- _Source document_
Outside of this haven of draft beer and spring breakers, there are roughly 4 million more Floridians over 65. I have to wonder how much of their tax money they want to go to other people's grandchildren. And how much they care about the fruits of a lousy education when they will be no more than ashy compost by the time those fruits ripen.

The other possibility: People who fear that teachers aren't earning the big bucks they drain from the State's budget. People who believe teachers must be held accountable, and the only way to do that is to quantify and measure their work. And the only way to do that is through evaluations and test scores.  

To them, test scores will only be valid if we go back to the good ol' days of readin, ritin, and rithmetic and leaving off the first letters of words if they interfere with catchy alliteration, and leaving off the last letters to make them sound more folksy.

These people also apparently believe that teachers show up for work just before the first bell, then leave right after the last one (sadly, some teachers do this, but very few), get home at midafternoon, take a nap, toss back a bottle of Thunderbird or Wild Irish Rose, then settle in for a bingefest of "Real Housewives of Bithlo." Then they get three months off (they actually get two) in which they lounge around in their pajamas eating Cheetos and watching reruns of "Family Feud" all day.

- _Provided data_

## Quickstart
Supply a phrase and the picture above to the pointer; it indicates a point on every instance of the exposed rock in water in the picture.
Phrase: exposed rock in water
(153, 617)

- _Tasks to complete_
1) Reproduce word for word the part of the teachers column starting with "The other possibility: People" and going on through "sound more folksy.".
2) Answer these questions from the teachers column:
(a) Roughly how many more Floridians over 65 live outside the haven of draft beer and spring breakers?
(b) How many months off do teachers actually get?
(c) Which two bottled drinks are named?

- _Results by task_
1)
The other possibility: People who fear that teachers aren't earning the big bucks they drain from the State's budget. People who believe teachers must be held accountable, and the only way to do that is to quantify and measure their work. And the only way to do that is through evaluations and test scores.  

To them, test scores will only be valid if we go back to the good ol' days of readin, ritin, and rithmetic and leaving off the first letters of words if they interfere with catchy alliteration, and leaving off the last letters to make them sound more folksy.

2)
(a) Roughly 4 million.
(b) Two.
(c) Thunderbird and Wild Irish Rose.